### What you need to do
Pick out every line in the data below that holds "metal".

### Items listed in a dataset

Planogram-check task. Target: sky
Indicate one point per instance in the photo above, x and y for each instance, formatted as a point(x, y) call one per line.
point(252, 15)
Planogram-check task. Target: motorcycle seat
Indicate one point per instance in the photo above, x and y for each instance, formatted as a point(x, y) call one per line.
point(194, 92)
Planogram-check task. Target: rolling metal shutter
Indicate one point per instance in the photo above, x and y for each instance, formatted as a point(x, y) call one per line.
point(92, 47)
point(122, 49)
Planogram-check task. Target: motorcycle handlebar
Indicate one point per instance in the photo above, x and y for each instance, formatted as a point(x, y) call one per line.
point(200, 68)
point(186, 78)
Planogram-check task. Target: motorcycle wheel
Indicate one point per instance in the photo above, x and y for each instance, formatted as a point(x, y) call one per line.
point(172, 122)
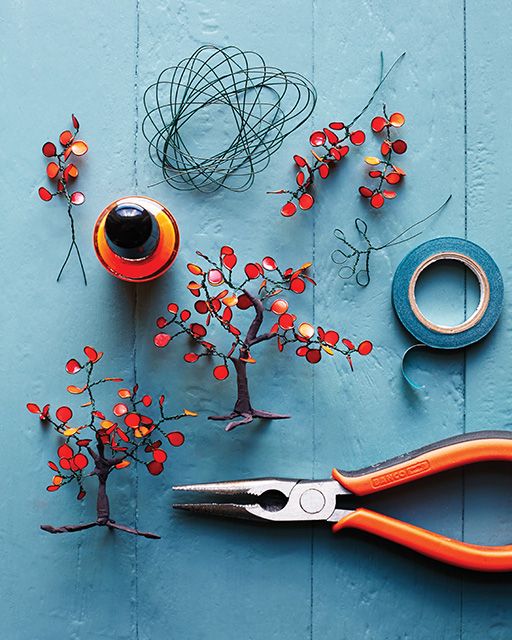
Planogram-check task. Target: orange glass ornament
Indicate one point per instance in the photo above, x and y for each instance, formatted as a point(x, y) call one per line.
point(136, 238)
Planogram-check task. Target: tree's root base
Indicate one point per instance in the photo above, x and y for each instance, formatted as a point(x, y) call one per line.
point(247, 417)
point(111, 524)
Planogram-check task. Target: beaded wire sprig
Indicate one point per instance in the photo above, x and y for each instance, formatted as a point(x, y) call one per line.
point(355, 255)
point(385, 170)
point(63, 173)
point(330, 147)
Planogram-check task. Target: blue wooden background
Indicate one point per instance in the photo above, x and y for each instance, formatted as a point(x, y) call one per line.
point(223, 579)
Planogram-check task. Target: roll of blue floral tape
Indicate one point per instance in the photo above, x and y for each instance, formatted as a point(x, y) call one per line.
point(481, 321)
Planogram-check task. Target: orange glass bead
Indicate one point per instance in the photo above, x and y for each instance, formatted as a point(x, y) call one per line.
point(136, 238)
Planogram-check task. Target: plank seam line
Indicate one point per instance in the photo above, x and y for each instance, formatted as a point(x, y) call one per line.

--

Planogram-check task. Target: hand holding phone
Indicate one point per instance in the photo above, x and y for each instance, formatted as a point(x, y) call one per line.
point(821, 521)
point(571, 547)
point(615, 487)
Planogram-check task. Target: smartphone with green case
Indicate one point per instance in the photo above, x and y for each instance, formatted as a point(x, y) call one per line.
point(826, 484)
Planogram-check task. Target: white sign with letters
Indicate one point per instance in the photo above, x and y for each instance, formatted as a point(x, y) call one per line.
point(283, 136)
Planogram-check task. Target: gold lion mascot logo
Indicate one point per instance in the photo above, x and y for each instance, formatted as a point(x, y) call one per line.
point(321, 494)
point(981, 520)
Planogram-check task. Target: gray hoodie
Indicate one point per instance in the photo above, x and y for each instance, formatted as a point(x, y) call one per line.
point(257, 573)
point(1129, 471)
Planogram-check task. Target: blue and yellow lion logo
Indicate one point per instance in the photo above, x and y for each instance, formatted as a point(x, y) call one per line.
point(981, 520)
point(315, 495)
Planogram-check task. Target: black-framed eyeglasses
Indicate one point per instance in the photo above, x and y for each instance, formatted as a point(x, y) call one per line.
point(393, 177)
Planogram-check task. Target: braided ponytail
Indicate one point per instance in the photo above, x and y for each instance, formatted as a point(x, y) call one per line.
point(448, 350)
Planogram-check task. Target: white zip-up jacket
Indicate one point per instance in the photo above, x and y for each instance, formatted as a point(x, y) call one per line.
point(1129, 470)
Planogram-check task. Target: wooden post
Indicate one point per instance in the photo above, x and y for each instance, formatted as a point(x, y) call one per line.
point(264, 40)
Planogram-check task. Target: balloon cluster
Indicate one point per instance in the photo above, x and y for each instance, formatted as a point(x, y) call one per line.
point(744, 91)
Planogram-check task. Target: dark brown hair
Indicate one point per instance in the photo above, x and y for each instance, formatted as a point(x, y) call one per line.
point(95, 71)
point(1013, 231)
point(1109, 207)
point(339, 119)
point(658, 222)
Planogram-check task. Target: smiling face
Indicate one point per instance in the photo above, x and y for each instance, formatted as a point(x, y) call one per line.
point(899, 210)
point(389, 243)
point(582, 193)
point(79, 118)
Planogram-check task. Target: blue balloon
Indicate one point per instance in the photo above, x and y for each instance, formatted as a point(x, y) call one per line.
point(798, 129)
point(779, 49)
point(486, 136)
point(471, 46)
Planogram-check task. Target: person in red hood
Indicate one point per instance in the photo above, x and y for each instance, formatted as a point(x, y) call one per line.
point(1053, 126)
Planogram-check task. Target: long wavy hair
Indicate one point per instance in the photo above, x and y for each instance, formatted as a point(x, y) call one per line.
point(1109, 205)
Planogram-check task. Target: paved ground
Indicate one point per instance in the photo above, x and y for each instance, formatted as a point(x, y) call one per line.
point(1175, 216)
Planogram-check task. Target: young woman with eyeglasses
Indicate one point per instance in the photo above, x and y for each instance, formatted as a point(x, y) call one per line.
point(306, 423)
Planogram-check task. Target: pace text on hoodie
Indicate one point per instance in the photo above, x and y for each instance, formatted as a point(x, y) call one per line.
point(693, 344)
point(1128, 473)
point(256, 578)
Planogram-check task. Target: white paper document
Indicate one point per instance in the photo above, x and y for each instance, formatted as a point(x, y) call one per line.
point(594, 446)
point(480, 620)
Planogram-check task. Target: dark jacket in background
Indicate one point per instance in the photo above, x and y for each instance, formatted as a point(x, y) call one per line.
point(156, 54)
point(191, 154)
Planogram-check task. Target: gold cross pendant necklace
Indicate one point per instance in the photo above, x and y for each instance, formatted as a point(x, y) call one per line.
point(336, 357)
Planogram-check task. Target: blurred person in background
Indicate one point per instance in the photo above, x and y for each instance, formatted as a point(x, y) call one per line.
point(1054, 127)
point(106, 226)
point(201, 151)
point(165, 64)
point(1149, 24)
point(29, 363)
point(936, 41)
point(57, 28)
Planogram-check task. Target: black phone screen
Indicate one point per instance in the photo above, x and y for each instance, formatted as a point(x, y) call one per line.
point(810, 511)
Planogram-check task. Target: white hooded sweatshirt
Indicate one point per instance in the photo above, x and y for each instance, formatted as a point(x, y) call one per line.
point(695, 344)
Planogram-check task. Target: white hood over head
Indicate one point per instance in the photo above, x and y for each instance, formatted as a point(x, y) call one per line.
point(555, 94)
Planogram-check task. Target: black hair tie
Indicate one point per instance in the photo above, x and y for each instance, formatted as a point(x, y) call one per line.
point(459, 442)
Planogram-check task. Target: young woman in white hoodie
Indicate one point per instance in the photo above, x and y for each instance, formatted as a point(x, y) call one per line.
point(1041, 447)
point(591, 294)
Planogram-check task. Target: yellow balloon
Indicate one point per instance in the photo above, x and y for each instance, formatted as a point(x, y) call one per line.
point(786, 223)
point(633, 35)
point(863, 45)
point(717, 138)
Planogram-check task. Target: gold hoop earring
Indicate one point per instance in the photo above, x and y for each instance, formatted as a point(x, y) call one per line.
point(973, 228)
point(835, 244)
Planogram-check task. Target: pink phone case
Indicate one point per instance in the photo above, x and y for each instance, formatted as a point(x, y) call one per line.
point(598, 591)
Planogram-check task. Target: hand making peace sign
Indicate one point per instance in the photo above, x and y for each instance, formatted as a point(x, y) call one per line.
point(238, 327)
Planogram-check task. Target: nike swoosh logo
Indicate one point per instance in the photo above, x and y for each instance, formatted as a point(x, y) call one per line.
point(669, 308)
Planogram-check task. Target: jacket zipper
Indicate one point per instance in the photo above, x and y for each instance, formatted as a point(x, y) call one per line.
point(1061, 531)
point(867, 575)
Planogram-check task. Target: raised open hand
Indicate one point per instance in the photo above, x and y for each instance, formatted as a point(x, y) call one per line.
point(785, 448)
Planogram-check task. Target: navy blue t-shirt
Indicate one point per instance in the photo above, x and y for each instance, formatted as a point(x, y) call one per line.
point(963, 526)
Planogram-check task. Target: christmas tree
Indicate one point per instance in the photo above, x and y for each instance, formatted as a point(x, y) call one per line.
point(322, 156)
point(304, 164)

...

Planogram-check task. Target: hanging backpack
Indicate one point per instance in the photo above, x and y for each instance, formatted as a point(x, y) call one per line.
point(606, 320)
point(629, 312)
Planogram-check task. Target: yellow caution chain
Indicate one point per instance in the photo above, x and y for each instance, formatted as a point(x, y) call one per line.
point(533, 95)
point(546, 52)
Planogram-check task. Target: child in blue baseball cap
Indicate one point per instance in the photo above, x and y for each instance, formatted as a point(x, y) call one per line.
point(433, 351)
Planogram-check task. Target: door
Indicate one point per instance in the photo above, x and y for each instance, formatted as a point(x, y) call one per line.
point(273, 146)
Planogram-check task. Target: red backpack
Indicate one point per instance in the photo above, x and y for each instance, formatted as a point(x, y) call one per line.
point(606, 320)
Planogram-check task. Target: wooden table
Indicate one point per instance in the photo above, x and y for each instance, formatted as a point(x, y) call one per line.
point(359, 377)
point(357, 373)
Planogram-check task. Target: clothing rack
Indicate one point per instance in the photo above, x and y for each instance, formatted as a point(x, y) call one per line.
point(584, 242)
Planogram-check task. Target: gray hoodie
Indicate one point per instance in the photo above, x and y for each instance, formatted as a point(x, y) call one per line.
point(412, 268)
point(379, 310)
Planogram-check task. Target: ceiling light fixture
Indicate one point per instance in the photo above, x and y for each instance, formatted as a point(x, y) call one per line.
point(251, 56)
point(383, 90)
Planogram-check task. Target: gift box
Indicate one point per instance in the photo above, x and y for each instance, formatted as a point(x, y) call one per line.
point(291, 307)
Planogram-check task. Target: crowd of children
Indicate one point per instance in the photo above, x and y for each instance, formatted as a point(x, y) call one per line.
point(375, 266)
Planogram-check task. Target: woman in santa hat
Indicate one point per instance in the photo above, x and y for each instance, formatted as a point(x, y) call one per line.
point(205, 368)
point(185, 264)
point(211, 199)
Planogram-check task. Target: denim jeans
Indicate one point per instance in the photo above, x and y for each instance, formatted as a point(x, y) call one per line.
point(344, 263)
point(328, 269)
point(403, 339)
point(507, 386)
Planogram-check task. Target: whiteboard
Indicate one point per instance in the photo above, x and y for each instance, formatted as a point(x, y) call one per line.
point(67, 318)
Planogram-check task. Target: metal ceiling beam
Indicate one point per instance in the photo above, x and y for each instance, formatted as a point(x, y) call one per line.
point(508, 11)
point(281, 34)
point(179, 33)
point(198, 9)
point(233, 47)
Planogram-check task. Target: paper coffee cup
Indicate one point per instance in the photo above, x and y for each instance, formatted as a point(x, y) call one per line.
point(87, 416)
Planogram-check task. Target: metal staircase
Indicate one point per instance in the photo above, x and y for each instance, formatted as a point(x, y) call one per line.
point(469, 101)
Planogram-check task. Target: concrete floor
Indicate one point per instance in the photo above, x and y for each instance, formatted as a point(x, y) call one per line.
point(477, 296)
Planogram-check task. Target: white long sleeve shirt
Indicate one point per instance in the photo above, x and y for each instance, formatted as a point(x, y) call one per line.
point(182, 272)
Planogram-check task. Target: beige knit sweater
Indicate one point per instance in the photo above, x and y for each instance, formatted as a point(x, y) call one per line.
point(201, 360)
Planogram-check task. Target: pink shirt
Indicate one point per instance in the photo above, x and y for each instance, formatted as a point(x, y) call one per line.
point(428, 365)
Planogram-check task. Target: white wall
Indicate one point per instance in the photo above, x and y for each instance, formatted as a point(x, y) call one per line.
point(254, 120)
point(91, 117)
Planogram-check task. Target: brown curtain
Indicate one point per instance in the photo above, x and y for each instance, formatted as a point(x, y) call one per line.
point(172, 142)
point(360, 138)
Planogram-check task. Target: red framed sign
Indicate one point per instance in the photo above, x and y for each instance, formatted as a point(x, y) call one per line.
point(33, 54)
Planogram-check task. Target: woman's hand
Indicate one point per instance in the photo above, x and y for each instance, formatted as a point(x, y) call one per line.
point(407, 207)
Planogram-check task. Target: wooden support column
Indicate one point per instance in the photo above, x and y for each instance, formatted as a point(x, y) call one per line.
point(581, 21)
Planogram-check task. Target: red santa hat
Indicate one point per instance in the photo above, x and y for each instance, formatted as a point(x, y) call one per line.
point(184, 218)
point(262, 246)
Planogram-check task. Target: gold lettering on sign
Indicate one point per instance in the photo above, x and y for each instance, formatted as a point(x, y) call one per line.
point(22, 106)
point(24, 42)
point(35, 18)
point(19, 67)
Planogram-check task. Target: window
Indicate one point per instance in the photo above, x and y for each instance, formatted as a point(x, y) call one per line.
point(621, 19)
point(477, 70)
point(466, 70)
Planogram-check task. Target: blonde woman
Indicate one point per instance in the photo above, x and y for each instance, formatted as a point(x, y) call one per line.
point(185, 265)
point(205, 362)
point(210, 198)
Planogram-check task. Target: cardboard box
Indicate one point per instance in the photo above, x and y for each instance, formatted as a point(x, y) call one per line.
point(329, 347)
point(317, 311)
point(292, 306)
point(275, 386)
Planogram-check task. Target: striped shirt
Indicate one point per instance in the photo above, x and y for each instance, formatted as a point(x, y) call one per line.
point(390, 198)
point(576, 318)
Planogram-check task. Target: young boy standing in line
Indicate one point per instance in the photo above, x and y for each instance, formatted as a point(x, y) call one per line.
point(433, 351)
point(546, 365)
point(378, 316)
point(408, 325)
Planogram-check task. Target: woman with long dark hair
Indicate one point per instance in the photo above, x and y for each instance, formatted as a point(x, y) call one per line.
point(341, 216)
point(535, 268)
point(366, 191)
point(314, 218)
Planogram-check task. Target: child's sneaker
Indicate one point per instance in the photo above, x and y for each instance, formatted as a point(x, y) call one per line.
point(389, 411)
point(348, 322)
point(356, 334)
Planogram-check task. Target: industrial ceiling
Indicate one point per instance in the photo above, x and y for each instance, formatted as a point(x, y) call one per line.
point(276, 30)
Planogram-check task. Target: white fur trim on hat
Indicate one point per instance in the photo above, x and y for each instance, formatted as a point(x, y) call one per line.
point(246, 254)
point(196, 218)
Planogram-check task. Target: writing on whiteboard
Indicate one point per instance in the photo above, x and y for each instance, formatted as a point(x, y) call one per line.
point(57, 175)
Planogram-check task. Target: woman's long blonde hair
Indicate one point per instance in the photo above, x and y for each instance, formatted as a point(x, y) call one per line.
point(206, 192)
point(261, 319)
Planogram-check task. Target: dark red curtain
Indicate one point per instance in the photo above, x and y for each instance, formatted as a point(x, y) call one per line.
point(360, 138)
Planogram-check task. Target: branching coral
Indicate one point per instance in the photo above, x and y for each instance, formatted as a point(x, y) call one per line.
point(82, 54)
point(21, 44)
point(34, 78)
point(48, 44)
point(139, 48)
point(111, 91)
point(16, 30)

### Reply
Planogram-check task. Target: rolling metal shutter
Planogram-check task. Target: metal ceiling beam
Planogram-check task. Target: metal staircase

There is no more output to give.